___ LISTED RECORDS

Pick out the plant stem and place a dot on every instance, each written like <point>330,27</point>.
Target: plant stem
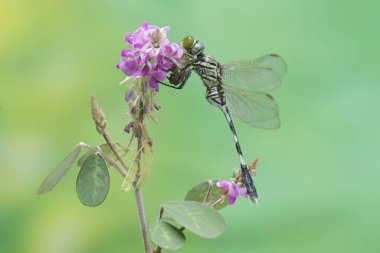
<point>143,226</point>
<point>107,138</point>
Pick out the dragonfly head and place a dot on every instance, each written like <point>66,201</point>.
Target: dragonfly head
<point>192,46</point>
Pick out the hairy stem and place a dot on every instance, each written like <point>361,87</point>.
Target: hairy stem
<point>107,138</point>
<point>142,219</point>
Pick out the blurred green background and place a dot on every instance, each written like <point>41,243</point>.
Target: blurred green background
<point>318,175</point>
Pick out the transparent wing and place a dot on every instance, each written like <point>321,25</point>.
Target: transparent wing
<point>262,74</point>
<point>257,109</point>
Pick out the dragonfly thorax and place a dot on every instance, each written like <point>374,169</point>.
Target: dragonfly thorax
<point>192,46</point>
<point>209,70</point>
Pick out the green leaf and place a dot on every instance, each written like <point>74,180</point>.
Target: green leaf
<point>107,150</point>
<point>199,192</point>
<point>166,235</point>
<point>93,181</point>
<point>56,175</point>
<point>197,217</point>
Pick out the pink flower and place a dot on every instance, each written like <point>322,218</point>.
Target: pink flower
<point>150,54</point>
<point>233,190</point>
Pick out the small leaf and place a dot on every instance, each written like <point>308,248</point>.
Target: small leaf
<point>199,192</point>
<point>197,217</point>
<point>56,175</point>
<point>130,177</point>
<point>107,150</point>
<point>166,235</point>
<point>93,181</point>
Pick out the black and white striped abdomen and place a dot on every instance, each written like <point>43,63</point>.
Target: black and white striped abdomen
<point>209,70</point>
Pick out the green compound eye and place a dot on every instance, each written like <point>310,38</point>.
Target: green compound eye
<point>188,42</point>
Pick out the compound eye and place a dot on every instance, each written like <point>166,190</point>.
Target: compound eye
<point>188,42</point>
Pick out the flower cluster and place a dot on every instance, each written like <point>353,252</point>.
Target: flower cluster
<point>150,55</point>
<point>233,187</point>
<point>233,190</point>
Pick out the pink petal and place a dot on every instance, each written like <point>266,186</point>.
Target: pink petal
<point>223,184</point>
<point>153,83</point>
<point>231,200</point>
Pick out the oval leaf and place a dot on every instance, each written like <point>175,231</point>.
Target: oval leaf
<point>93,181</point>
<point>198,193</point>
<point>56,175</point>
<point>197,217</point>
<point>166,235</point>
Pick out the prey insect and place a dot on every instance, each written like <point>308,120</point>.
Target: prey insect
<point>238,88</point>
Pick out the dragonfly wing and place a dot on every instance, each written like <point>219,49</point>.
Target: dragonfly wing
<point>257,109</point>
<point>262,74</point>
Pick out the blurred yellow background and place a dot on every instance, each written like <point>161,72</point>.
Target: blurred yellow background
<point>318,175</point>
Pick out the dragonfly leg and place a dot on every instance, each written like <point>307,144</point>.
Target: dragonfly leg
<point>171,85</point>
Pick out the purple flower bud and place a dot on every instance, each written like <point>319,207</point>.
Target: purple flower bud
<point>150,54</point>
<point>233,190</point>
<point>129,126</point>
<point>128,95</point>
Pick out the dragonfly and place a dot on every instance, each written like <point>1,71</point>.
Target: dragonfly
<point>238,88</point>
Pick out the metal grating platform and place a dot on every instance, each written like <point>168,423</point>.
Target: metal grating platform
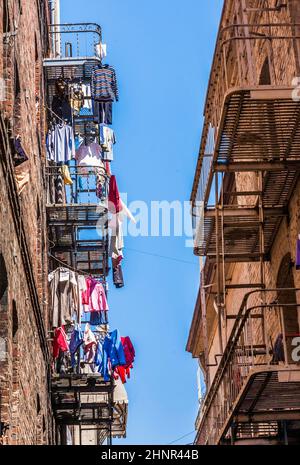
<point>75,214</point>
<point>260,125</point>
<point>241,234</point>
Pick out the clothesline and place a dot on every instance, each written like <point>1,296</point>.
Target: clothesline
<point>48,108</point>
<point>71,268</point>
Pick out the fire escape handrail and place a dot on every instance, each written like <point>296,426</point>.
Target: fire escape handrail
<point>77,28</point>
<point>220,55</point>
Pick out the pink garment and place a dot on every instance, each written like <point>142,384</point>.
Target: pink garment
<point>59,342</point>
<point>94,298</point>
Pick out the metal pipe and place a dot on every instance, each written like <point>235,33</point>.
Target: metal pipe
<point>218,263</point>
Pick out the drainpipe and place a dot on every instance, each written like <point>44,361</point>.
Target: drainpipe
<point>55,19</point>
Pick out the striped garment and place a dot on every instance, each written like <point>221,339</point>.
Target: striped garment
<point>104,84</point>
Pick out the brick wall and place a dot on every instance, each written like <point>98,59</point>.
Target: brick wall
<point>25,399</point>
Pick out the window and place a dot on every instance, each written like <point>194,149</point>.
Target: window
<point>265,75</point>
<point>3,279</point>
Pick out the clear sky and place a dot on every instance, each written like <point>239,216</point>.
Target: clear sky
<point>162,52</point>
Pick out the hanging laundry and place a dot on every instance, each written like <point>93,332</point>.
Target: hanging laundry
<point>19,156</point>
<point>76,98</point>
<point>98,360</point>
<point>113,353</point>
<point>98,318</point>
<point>90,344</point>
<point>114,200</point>
<point>104,84</point>
<point>65,291</point>
<point>127,212</point>
<point>78,141</point>
<point>66,175</point>
<point>90,155</point>
<point>60,342</point>
<point>22,176</point>
<point>107,141</point>
<point>94,298</point>
<point>118,276</point>
<point>129,350</point>
<point>101,50</point>
<point>298,254</point>
<point>116,245</point>
<point>102,112</point>
<point>60,143</point>
<point>87,109</point>
<point>124,371</point>
<point>60,103</point>
<point>75,343</point>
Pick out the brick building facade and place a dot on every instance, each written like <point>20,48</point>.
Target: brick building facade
<point>25,408</point>
<point>248,301</point>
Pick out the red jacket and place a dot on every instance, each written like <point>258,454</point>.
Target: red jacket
<point>114,201</point>
<point>128,350</point>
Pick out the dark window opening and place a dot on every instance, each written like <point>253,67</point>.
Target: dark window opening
<point>3,278</point>
<point>15,320</point>
<point>265,75</point>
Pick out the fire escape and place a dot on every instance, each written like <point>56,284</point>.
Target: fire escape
<point>92,409</point>
<point>253,393</point>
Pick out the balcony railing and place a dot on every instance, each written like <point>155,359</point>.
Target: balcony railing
<point>75,40</point>
<point>87,186</point>
<point>241,44</point>
<point>254,374</point>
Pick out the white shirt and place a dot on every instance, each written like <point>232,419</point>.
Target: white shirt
<point>89,155</point>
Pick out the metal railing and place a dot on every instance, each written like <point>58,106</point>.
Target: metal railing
<point>86,185</point>
<point>231,44</point>
<point>258,340</point>
<point>76,39</point>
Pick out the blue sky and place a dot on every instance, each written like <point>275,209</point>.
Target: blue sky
<point>162,53</point>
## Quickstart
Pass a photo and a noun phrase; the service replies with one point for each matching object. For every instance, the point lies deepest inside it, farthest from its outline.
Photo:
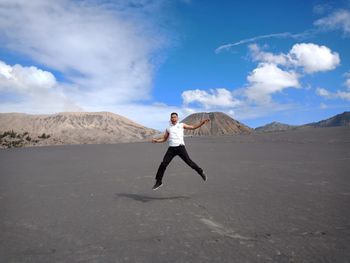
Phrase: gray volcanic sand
(274, 197)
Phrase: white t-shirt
(176, 134)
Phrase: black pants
(170, 154)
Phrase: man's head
(174, 117)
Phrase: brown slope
(76, 127)
(220, 124)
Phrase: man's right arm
(162, 139)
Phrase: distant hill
(342, 119)
(220, 124)
(71, 128)
(275, 126)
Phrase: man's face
(174, 118)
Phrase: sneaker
(157, 185)
(204, 177)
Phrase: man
(175, 134)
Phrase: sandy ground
(278, 197)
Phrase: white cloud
(221, 98)
(25, 79)
(347, 81)
(227, 47)
(38, 90)
(308, 56)
(107, 51)
(339, 19)
(259, 55)
(268, 79)
(345, 95)
(314, 58)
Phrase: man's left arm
(193, 127)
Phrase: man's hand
(205, 121)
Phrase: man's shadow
(145, 199)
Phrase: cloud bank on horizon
(92, 55)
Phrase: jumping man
(175, 134)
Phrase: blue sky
(258, 61)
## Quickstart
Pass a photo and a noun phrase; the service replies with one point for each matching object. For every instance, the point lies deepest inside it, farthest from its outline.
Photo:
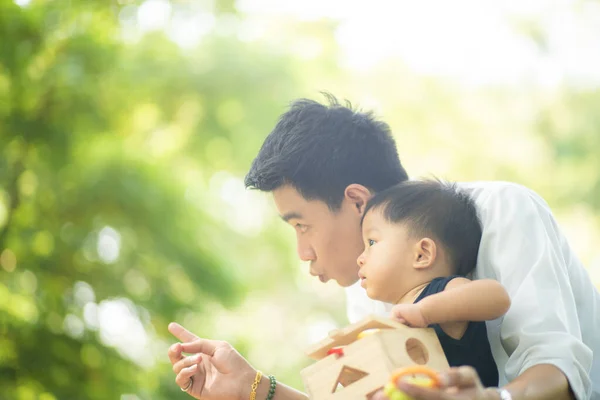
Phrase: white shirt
(554, 317)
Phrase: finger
(183, 378)
(186, 362)
(422, 393)
(175, 353)
(461, 377)
(204, 346)
(379, 395)
(181, 333)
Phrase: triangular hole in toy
(347, 376)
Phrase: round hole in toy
(417, 351)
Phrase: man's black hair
(438, 210)
(321, 149)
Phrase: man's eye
(301, 227)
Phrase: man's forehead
(291, 204)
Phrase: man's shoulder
(497, 192)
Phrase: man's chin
(347, 282)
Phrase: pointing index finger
(181, 333)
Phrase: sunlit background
(126, 128)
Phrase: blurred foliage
(121, 201)
(107, 150)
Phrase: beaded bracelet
(255, 385)
(272, 387)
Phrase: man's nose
(305, 251)
(361, 260)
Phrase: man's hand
(409, 314)
(460, 383)
(217, 370)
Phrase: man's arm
(215, 370)
(522, 247)
(540, 382)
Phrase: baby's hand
(409, 314)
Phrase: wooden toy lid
(349, 334)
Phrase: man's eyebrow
(291, 215)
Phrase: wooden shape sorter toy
(355, 362)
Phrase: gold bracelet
(255, 385)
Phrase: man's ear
(358, 196)
(425, 253)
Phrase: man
(322, 164)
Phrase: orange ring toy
(393, 393)
(417, 369)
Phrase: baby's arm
(466, 300)
(463, 301)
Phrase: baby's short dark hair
(436, 209)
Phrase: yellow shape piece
(367, 332)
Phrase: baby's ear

______

TASK STATEMENT
In the answer, give only the lines from the top of the data above through the line with "Pick out the transparent", reproduced exactly; no picture may appear.

WRITTEN ANSWER
Pick out the plant stem and place a dot on every instance, each written like <point>330,27</point>.
Target: plant stem
<point>143,226</point>
<point>107,138</point>
Pick out the dragonfly head and place a dot on every instance, each written like <point>66,201</point>.
Target: dragonfly head
<point>192,46</point>
Pick out the hairy stem and place a dot on every instance, each written like <point>361,87</point>.
Target: hairy stem
<point>107,138</point>
<point>142,219</point>
Pick out the blurred green background and place a dot on every instance, each written like <point>41,243</point>.
Target: blurred green background
<point>318,175</point>
Pick out the transparent wing and place a dot on every instance, each written like <point>321,25</point>.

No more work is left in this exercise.